• _DIRECTIVE_
Extract each line from the items below that contains the word "open".

Source data
——————————
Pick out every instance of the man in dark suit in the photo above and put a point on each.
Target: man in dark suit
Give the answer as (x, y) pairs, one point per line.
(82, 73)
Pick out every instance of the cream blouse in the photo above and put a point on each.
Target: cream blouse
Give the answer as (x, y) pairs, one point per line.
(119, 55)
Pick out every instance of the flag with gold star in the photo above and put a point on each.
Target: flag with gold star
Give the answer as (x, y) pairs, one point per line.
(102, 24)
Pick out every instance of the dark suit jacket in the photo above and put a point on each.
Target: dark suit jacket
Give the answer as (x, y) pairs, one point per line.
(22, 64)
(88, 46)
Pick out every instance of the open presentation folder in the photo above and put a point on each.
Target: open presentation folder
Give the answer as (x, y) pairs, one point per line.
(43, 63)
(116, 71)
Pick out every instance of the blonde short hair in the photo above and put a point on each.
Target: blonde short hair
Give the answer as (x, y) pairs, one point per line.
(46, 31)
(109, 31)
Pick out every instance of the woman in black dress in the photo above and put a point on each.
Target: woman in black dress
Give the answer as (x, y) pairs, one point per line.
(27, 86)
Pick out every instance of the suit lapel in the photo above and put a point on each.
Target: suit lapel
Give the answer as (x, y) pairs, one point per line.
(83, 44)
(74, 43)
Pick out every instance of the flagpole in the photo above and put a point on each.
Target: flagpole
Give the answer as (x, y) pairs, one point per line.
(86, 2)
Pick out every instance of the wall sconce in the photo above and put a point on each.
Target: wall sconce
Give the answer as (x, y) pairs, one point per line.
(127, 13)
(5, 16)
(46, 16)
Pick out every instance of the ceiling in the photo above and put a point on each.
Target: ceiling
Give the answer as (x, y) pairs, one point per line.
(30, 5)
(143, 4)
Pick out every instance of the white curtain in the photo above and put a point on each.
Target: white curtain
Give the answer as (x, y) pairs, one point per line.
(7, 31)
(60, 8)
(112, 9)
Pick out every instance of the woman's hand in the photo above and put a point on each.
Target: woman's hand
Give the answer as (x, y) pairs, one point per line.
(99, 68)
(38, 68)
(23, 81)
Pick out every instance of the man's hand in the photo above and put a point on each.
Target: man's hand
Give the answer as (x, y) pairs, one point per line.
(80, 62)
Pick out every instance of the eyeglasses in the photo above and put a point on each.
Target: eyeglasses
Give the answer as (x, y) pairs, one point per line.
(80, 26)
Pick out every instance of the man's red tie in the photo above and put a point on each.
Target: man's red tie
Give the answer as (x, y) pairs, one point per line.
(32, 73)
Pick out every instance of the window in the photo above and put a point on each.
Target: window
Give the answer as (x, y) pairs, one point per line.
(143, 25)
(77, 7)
——————————
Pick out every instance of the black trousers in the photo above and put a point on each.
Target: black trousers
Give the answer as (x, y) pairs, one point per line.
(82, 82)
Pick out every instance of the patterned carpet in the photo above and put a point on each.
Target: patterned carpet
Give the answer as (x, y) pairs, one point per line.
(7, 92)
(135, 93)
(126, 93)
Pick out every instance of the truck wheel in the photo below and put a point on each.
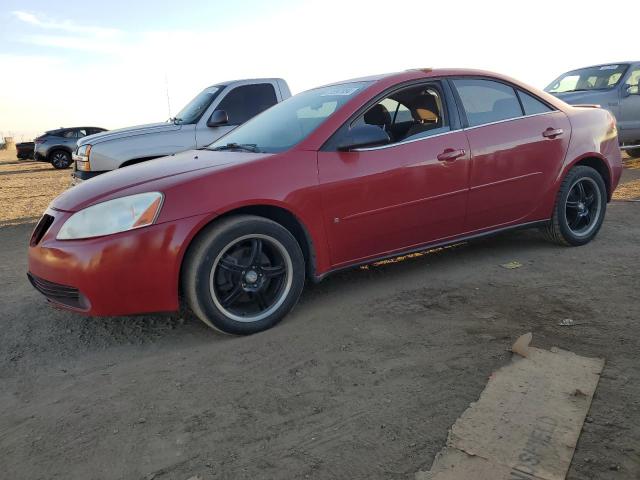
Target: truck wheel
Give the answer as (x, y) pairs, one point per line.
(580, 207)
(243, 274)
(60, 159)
——————————
• _WRITTEN REPLY_
Pick out every instance of the open presentation folder in the photo above and put a point on each.
Target: open presentation folder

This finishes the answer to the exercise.